━━━━━ Text section ━━━━━
The singular vision, the score by Howard Shore, the Giger-esque prop design all contribute to making this a macabre, leftfield victory – albeit one you’ll never want to watch again. Hilary White
Both Sides of the Blade
Four stars
IFI & selected cinemas; Cert 16
Sara (Juliette Binoche) and Jean (Vincent Lindon) are the picture of romance in the autumn of one’s years. We meet them on holidays, frolicking like newlyweds on a sunny beach before coming home to Paris in winter.
Trouble is introduced to paradise in the form of François (Grégoire Colin), Sara’s previous lover from many years back whom she left for Jean, François’ best friend at the time.
François has a begun a sports agency and wants Jean to come and work with him on the new venture. This sets the three on an inevitable collision course with one another, bringing back to the surface sensations of unfinished business and dormant lust. All the while, Jean is grappling with his strained relationship with his teenage son.
━━━━━
Set exercise:
Return the film review excerpt word for word, in full.
━━━━━ Dataset content ━━━━━
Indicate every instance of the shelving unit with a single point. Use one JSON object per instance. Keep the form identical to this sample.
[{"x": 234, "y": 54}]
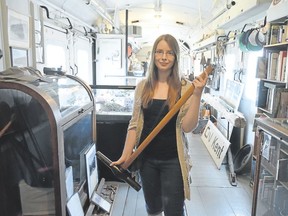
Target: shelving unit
[{"x": 270, "y": 194}]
━━━━━
Answer to the problem:
The singular vision, the score by Howard Shore, the Giger-esque prop design all contribute to making this a macabre, leftfield victory – albeit one you’ll never want to watch again. Hilary White
Both Sides of the Blade
Four stars
IFI & selected cinemas; Cert 16
Sara (Juliette Binoche) and Jean (Vincent Lindon) are the picture of romance in the autumn of one’s years. We meet them on holidays, frolicking like newlyweds on a sunny beach before coming home to Paris in winter.
Trouble is introduced to paradise in the form of François (Grégoire Colin), Sara’s previous lover from many years back whom she left for Jean, François’ best friend at the time.
François has a begun a sports agency and wants Jean to come and work with him on the new venture. This sets the three on an inevitable collision course with one another, bringing back to the surface sensations of unfinished business and dormant lust. All the while, Jean is grappling with his strained relationship with his teenage son.